• RECORD EXTRACTS

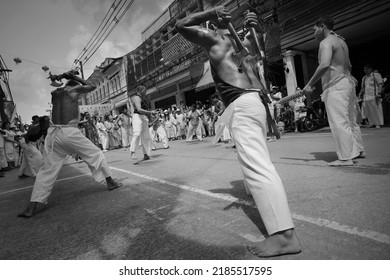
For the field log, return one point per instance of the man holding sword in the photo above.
(233, 66)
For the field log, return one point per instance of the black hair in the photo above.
(326, 20)
(72, 83)
(369, 66)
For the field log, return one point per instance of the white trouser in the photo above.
(103, 135)
(60, 142)
(373, 112)
(32, 159)
(161, 134)
(340, 102)
(248, 126)
(126, 136)
(3, 159)
(9, 151)
(194, 128)
(141, 131)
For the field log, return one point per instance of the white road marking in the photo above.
(376, 236)
(29, 187)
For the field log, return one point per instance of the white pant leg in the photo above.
(137, 129)
(145, 136)
(58, 144)
(190, 131)
(3, 159)
(125, 136)
(153, 134)
(163, 136)
(340, 103)
(32, 159)
(248, 125)
(226, 134)
(372, 112)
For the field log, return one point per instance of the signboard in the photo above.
(100, 108)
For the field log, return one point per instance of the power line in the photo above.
(105, 31)
(91, 41)
(117, 20)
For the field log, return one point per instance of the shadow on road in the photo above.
(144, 220)
(238, 191)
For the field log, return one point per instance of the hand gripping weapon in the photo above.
(240, 51)
(292, 97)
(56, 79)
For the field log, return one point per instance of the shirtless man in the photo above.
(140, 107)
(239, 89)
(64, 138)
(339, 93)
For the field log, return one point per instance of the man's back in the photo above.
(340, 62)
(65, 108)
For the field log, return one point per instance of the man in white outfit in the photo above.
(125, 122)
(156, 129)
(64, 138)
(103, 134)
(140, 107)
(370, 93)
(32, 159)
(239, 87)
(339, 93)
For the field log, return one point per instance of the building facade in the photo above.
(176, 71)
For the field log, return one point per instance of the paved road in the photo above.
(188, 202)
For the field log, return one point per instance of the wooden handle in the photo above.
(237, 39)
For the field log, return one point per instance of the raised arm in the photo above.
(136, 101)
(84, 87)
(190, 27)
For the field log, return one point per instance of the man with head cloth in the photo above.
(339, 94)
(239, 86)
(64, 138)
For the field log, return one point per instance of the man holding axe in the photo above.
(64, 138)
(233, 66)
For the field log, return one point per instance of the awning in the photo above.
(206, 80)
(121, 103)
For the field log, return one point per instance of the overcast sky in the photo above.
(53, 33)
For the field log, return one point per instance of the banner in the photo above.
(9, 109)
(100, 108)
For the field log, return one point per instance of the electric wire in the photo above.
(97, 33)
(116, 21)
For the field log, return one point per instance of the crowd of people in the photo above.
(108, 132)
(245, 107)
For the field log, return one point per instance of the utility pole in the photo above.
(81, 69)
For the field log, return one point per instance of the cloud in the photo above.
(125, 37)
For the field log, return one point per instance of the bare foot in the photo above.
(341, 163)
(112, 185)
(146, 157)
(362, 155)
(32, 209)
(133, 156)
(280, 243)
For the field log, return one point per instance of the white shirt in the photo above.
(371, 85)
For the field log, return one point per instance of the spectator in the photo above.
(370, 92)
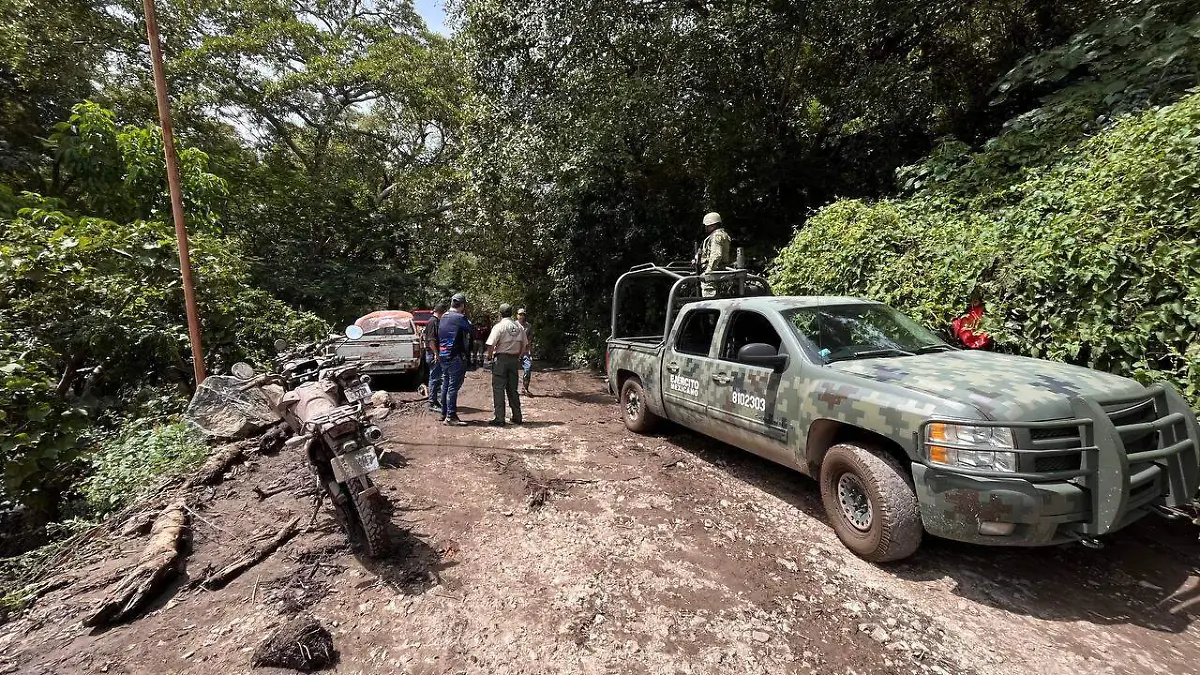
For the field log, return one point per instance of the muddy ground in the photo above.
(571, 545)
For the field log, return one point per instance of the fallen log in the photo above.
(231, 572)
(217, 465)
(156, 566)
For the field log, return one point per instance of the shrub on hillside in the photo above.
(1090, 258)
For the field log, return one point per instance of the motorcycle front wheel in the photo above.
(371, 524)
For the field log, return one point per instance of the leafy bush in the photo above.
(93, 328)
(1091, 258)
(127, 465)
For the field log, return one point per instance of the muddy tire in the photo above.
(870, 502)
(637, 416)
(372, 521)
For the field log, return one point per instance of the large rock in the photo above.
(223, 408)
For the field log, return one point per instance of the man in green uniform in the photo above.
(714, 252)
(507, 344)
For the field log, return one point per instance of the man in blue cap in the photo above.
(454, 346)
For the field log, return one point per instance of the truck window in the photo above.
(696, 333)
(745, 328)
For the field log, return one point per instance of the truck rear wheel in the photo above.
(870, 502)
(639, 417)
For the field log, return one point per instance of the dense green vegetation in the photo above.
(1078, 225)
(339, 157)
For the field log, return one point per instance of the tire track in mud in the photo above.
(571, 545)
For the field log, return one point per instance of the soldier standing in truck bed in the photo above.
(714, 252)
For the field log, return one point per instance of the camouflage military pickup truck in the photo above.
(906, 434)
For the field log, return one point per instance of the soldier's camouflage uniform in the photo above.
(714, 255)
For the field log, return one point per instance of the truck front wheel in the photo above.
(639, 417)
(870, 502)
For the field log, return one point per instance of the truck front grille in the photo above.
(1127, 418)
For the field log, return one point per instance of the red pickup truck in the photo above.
(420, 317)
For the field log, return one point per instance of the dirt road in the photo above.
(571, 545)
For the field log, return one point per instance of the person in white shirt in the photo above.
(507, 344)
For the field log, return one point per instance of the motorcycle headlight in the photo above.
(971, 447)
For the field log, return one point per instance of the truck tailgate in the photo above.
(385, 353)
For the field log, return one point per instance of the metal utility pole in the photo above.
(177, 196)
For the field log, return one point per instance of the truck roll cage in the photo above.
(727, 282)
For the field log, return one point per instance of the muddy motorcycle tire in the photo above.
(369, 525)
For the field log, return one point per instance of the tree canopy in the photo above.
(340, 157)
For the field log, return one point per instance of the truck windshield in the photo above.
(861, 332)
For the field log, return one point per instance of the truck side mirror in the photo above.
(762, 356)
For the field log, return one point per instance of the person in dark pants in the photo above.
(507, 344)
(431, 356)
(454, 345)
(526, 358)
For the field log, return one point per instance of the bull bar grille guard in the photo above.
(1105, 464)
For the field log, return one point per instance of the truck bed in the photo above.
(384, 354)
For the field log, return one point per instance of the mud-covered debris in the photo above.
(139, 524)
(538, 497)
(273, 441)
(301, 644)
(219, 579)
(217, 465)
(157, 565)
(223, 407)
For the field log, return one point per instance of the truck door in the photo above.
(743, 405)
(688, 368)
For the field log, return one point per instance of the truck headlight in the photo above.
(975, 447)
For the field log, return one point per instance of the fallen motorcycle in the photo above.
(324, 407)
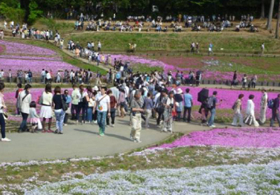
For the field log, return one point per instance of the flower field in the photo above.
(24, 49)
(234, 179)
(225, 96)
(19, 56)
(248, 137)
(214, 68)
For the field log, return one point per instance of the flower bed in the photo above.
(18, 56)
(1, 49)
(227, 98)
(243, 137)
(224, 179)
(19, 48)
(35, 66)
(30, 57)
(192, 65)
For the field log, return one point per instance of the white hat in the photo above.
(95, 88)
(179, 91)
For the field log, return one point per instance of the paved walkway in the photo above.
(82, 141)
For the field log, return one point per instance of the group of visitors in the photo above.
(141, 96)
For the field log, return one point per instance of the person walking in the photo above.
(244, 81)
(169, 108)
(90, 104)
(234, 79)
(210, 49)
(25, 99)
(188, 103)
(20, 89)
(68, 111)
(121, 103)
(136, 110)
(254, 81)
(264, 100)
(159, 106)
(262, 49)
(99, 46)
(212, 103)
(250, 113)
(58, 101)
(34, 118)
(237, 107)
(103, 106)
(2, 119)
(46, 108)
(148, 106)
(178, 104)
(83, 104)
(76, 97)
(275, 111)
(113, 106)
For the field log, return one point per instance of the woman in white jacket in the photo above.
(25, 99)
(263, 107)
(2, 120)
(250, 111)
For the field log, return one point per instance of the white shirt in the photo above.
(48, 76)
(250, 108)
(103, 104)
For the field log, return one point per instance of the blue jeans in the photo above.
(3, 126)
(212, 117)
(89, 114)
(101, 119)
(59, 116)
(23, 125)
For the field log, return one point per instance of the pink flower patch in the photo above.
(243, 137)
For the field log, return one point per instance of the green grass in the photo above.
(65, 57)
(230, 42)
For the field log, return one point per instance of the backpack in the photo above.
(210, 102)
(270, 103)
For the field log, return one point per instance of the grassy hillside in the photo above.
(223, 42)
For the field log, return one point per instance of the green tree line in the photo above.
(29, 10)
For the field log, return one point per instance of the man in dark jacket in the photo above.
(275, 112)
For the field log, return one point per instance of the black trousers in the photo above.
(160, 116)
(3, 126)
(189, 110)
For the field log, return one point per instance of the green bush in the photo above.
(12, 13)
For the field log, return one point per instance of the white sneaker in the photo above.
(5, 139)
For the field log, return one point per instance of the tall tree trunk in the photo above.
(24, 4)
(277, 23)
(263, 10)
(269, 21)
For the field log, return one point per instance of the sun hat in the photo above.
(179, 91)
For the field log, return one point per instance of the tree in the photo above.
(12, 13)
(269, 21)
(34, 12)
(263, 9)
(277, 23)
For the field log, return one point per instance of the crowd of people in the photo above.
(211, 23)
(139, 96)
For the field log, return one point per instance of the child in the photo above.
(34, 118)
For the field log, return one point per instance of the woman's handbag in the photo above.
(5, 115)
(64, 105)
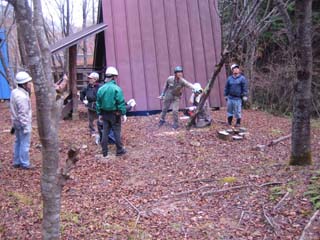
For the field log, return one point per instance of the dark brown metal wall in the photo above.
(146, 39)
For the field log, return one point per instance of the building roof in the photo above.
(76, 37)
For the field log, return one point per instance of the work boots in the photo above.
(238, 123)
(161, 122)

• DIRECTION
Beginning with the line that contains "trunk in the photo above." in the data above, please copy each line exactly until the last line, both ends included, skipping any pictures.

• SOLVED EXERCISE
For the field log, return one point per instance of the tall tree trunk in the photo above.
(24, 4)
(277, 23)
(263, 10)
(269, 21)
For the field log, return one point per instance of the sun hat in the photo above.
(179, 91)
For the field log, return one point per instance of the tree in the photo above.
(12, 13)
(269, 21)
(34, 12)
(263, 9)
(277, 23)
For the field log, return one point per instance of the crowd of people in the photo above.
(211, 23)
(139, 96)
For the field log, return one point per instance of the child in the photo above.
(34, 118)
For the field log, return one point per instance of the woman's handbag in the photo above.
(5, 115)
(64, 105)
For the field log, return one point per instance of the dark brown metal wall in the photo above.
(146, 39)
For the field log, return one point per instance of the building roof in the photo above.
(76, 37)
For the field log, return one point per instance of the work boots in the photo above.
(238, 123)
(161, 122)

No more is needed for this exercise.